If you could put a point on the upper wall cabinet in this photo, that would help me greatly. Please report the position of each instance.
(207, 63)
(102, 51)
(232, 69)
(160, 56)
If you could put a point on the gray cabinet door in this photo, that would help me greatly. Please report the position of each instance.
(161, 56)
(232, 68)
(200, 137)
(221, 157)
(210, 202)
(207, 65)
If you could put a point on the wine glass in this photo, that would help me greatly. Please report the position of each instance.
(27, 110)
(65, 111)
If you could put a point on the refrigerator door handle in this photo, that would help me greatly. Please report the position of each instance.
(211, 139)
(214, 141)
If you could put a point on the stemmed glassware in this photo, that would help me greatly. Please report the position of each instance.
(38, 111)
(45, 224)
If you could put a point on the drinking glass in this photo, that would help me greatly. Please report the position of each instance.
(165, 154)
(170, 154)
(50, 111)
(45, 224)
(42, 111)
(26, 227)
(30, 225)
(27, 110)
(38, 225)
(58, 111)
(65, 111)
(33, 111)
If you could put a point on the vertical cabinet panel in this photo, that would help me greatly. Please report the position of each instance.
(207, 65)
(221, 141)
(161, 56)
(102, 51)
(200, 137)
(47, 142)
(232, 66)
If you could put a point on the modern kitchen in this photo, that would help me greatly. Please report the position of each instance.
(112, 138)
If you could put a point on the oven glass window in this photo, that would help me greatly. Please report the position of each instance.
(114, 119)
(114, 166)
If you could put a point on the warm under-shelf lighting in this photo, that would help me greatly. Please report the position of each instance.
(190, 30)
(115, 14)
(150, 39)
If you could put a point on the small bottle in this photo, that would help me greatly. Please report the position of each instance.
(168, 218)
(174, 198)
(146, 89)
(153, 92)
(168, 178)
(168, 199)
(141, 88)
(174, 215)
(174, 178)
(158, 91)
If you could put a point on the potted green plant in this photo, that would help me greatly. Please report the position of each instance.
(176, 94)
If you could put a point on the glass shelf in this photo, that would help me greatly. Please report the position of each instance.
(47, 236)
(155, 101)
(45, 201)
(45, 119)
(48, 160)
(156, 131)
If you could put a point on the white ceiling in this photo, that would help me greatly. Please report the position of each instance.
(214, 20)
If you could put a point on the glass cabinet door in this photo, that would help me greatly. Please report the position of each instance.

==========

▶ Problem requirements
Copy the whole listing down exactly.

▶ Response
If you could put a point on the upper wall cabinet in this photo, that would help me greatly. Please report the position of each instance.
(207, 63)
(102, 51)
(232, 69)
(160, 56)
If you could put a point on the gray cabinet door in this photo, that would help me greatly. Please report the position of each instance.
(161, 56)
(232, 68)
(200, 137)
(221, 157)
(210, 202)
(207, 65)
If you could put a point on the wine glass in this photo, that would help me greatly. Please report the position of each instance.
(27, 110)
(65, 111)
If you could put a point on the refrigerator door handle in this photo, that would help me greatly. Please report the position of each instance.
(211, 139)
(214, 141)
If you could put a point on the stemmed glassware in this photo, that would help me greatly. Please report the position of each instance.
(38, 111)
(45, 224)
If you could put a point on the drinking glass in this photo, that would help me greatly. Please report the position of each instance.
(165, 154)
(170, 154)
(50, 111)
(45, 224)
(42, 111)
(26, 227)
(30, 225)
(27, 110)
(38, 225)
(58, 111)
(65, 111)
(33, 111)
If you could put a point on the vertical cabinet panel in this photo, that would help me greatly. Please report the position of each instance.
(207, 65)
(221, 141)
(161, 56)
(102, 51)
(200, 137)
(47, 142)
(232, 66)
If you could put a point on the modern kitchen in this photo, that would help me greatly. Please report the position of each instance.
(112, 138)
If you could put a point on the oven glass window in this photo, that would help me greatly. Please report the position of each instance.
(114, 119)
(114, 166)
If you could put a point on the warm under-shelf lighting in this photo, that would help me greatly. Please report the position of each instance.
(190, 30)
(115, 14)
(150, 39)
If you could put a point on the small bottle in this photo, that would help me greatly. Please report the position of each instance.
(168, 218)
(174, 198)
(146, 89)
(153, 92)
(168, 178)
(168, 199)
(141, 88)
(174, 215)
(174, 178)
(158, 91)
If you could put a point on the potted green plant in this photo, that would help me greatly. Please report the position of each instance.
(176, 94)
If you could put a point on the glass shelf in this photo, that would help me greatly. Please report the position of each instance.
(47, 236)
(155, 101)
(45, 201)
(45, 119)
(48, 160)
(156, 131)
If you could put a point on the white ceiling in this photo, that would help me greatly. Please report the position of each instance.
(214, 20)
If you could put a point on the glass cabinet door in this photo, that would help me greatly. Please report the position of each instance.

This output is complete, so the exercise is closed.